Task material:
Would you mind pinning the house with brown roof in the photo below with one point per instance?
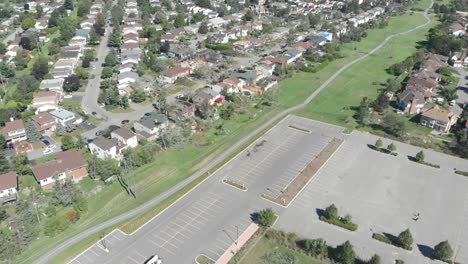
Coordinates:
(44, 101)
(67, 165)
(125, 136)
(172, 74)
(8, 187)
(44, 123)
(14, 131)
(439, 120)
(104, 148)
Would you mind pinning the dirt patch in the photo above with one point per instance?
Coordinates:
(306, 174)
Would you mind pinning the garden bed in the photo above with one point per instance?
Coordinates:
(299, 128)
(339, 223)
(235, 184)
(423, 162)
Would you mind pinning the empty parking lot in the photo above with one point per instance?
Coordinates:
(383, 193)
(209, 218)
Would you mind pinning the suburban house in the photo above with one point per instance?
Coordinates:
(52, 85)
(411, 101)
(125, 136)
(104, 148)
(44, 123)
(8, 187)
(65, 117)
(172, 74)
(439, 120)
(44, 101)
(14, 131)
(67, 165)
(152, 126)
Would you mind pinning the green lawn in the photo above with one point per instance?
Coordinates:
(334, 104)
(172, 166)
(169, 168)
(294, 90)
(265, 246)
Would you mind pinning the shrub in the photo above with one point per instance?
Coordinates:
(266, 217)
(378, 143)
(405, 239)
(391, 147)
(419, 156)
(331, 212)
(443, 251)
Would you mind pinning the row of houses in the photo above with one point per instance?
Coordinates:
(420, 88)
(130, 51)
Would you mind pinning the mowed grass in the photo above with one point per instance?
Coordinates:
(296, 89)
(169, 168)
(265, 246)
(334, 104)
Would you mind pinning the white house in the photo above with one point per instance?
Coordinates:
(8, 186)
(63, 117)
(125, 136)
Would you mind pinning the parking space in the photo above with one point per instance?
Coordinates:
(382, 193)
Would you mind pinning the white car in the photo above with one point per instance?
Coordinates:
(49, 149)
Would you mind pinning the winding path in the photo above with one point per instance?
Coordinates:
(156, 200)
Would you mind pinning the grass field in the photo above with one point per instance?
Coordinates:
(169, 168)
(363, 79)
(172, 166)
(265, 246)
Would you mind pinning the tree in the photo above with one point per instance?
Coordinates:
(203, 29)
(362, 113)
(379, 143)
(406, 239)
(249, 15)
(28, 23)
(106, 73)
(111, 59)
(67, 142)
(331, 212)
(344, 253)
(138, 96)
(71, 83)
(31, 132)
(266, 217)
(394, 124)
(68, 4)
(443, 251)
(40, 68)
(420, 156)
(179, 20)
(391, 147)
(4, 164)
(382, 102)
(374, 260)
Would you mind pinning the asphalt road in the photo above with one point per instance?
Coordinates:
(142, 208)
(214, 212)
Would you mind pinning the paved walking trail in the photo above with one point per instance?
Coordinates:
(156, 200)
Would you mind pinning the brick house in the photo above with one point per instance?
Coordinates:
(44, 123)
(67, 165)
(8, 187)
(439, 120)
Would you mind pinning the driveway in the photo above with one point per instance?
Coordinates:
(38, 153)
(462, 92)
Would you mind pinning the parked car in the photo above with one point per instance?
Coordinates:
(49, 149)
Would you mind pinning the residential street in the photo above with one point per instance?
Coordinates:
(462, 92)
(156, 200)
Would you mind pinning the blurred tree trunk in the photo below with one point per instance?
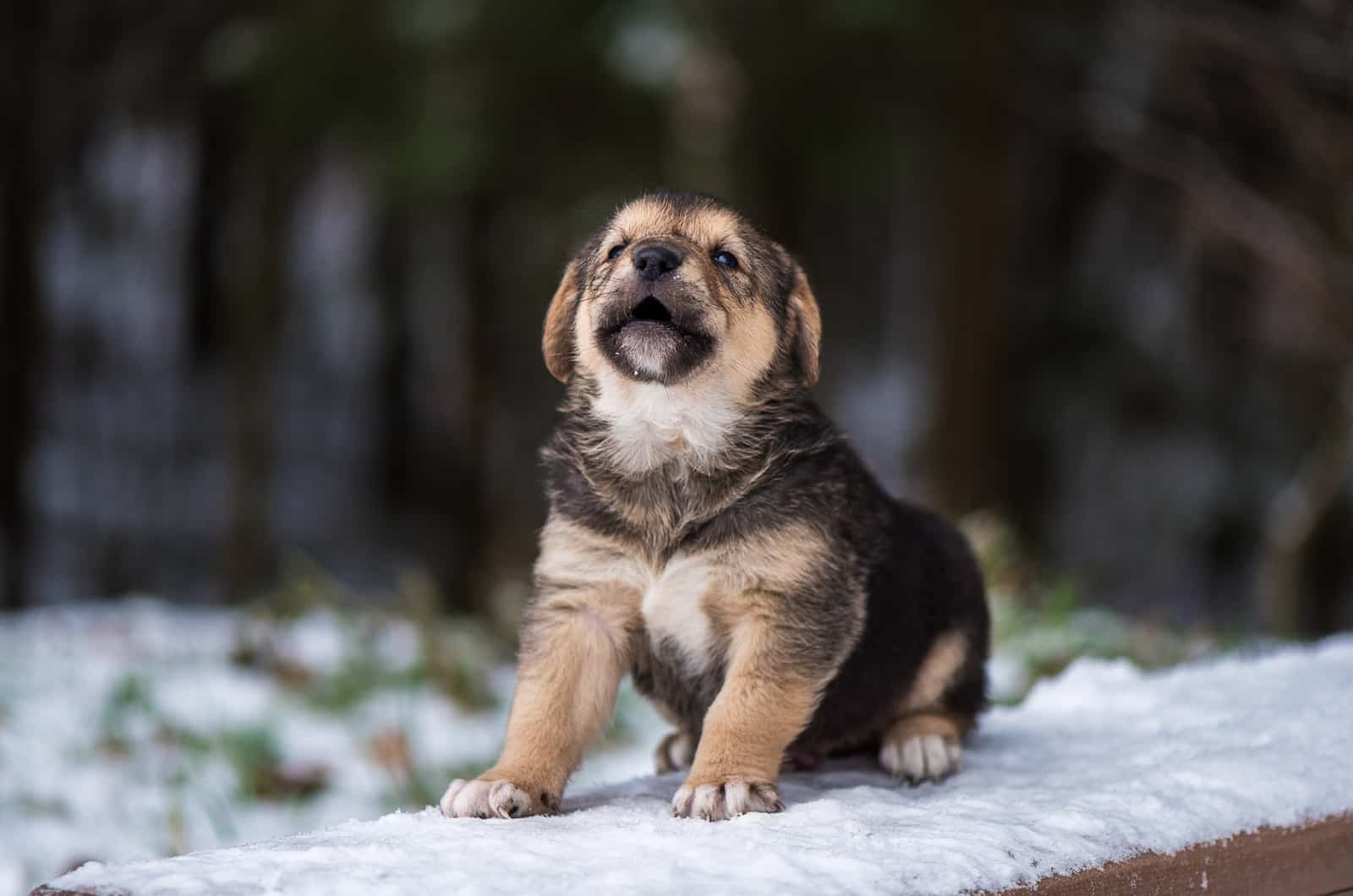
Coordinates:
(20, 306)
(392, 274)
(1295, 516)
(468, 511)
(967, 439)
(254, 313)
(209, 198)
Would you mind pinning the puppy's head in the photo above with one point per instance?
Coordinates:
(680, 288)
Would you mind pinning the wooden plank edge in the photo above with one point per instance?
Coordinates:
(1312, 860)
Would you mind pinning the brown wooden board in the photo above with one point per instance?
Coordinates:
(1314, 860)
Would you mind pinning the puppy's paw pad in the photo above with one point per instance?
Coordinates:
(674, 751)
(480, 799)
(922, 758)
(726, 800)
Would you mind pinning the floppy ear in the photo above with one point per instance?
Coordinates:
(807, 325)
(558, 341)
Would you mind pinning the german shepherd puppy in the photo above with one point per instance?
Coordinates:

What to work on:
Copy out every line of the rows above word for word, leaving out the pictures.

Written solution:
Would you mind pinning the house with brown roof in the photo below with one point per instance?
Coordinates:
(44, 101)
(67, 165)
(125, 136)
(172, 74)
(8, 187)
(44, 123)
(14, 131)
(439, 120)
(104, 148)
Would you mind pinning the dirt patch in the photo above with one point per instance?
Coordinates:
(306, 174)
Would you mind pinning the garden bed in the photo above with one point per instance?
Coordinates:
(299, 128)
(339, 223)
(235, 184)
(423, 162)
Would you mind pinning the empty parking lot in the photo above with one point per instance?
Coordinates:
(383, 193)
(209, 218)
Would you mind pinning the suburban house in the photo above with one point per instance?
Coordinates:
(52, 85)
(411, 101)
(125, 136)
(104, 148)
(44, 123)
(8, 187)
(65, 117)
(172, 74)
(439, 120)
(44, 101)
(14, 131)
(67, 165)
(152, 126)
Would you mind pinning the green lawn in the photo above with one point per instance?
Coordinates:
(334, 104)
(172, 166)
(169, 168)
(294, 90)
(265, 246)
Would you mind pinning the shrub in the photo above with one point per instance?
Coordinates:
(266, 217)
(378, 143)
(405, 239)
(391, 147)
(419, 156)
(331, 212)
(443, 251)
Would you mind pinning the row of houses in the photo above with one point per instance?
Coordinates:
(420, 88)
(130, 51)
Would you mind pinning the mowed grass in the photo above with one point per instance?
Coordinates:
(296, 89)
(169, 168)
(265, 246)
(334, 104)
Would you mind pinning the white house in the photo above with one point per instance?
Coordinates:
(8, 186)
(63, 117)
(125, 136)
Would you mind pinning the parking space in the photo above with one point per instance?
Coordinates:
(382, 193)
Would you mind pinning the white car in the photo above with one point per instance?
Coordinates:
(49, 149)
Would you mind pinning the winding path in the photo above with one point per instance?
Coordinates:
(156, 200)
Would you mind pinning the grass field in the photo above with one point per instance?
Coordinates:
(169, 168)
(363, 79)
(172, 166)
(265, 246)
Would you mind pinning the tree in the photo above with one point per instance?
Coordinates:
(203, 29)
(362, 113)
(379, 143)
(406, 239)
(249, 15)
(28, 23)
(106, 73)
(111, 59)
(67, 142)
(331, 212)
(344, 253)
(138, 96)
(71, 83)
(31, 132)
(266, 217)
(394, 124)
(68, 4)
(443, 251)
(40, 68)
(420, 156)
(179, 20)
(391, 147)
(4, 164)
(382, 102)
(374, 260)
Would you mind pinning the asphalt road in the photo above with one point per instance?
Coordinates:
(142, 208)
(214, 212)
Would you mind pinning the paved walking trail in the photo above with one point per instance?
Coordinates:
(156, 200)
Would you mind pinning the brick house in the photo above with one point per instance?
Coordinates:
(44, 123)
(67, 165)
(8, 187)
(439, 120)
Would you mind pinning the driveway in the photo above with one point per instance?
Coordinates:
(38, 153)
(462, 92)
Would you mind pinning the parked car in the photo above with one point per instance?
Coordinates:
(49, 149)
Would you mind pinning the residential street in the photo above with one point per instance?
Coordinates:
(462, 92)
(156, 200)
Would you mind pinning the blurred tree trunk in the photo below with one point per instance?
Coordinates:
(20, 306)
(392, 274)
(1295, 516)
(468, 511)
(967, 439)
(254, 313)
(209, 198)
Would you mind pinning the puppy's head in the photo above with one point per instance?
Coordinates:
(680, 288)
Would you mind pinning the wooden plank edge in the photo above with one point per instance?
Coordinates:
(1312, 860)
Would you mind pinning the brown wooden board in the photo above with one point per instance?
Coordinates:
(1314, 860)
Would you mind pinning the puppy's paw pad in the photo above with one point per instance?
Coordinates:
(674, 751)
(480, 799)
(922, 758)
(726, 800)
Would you mind pinning the floppy ear in the photo above with one point per instance?
Coordinates:
(807, 325)
(558, 341)
Would you mind pinning the german shepherd puppy in the photo above with one point per instance?
Coordinates:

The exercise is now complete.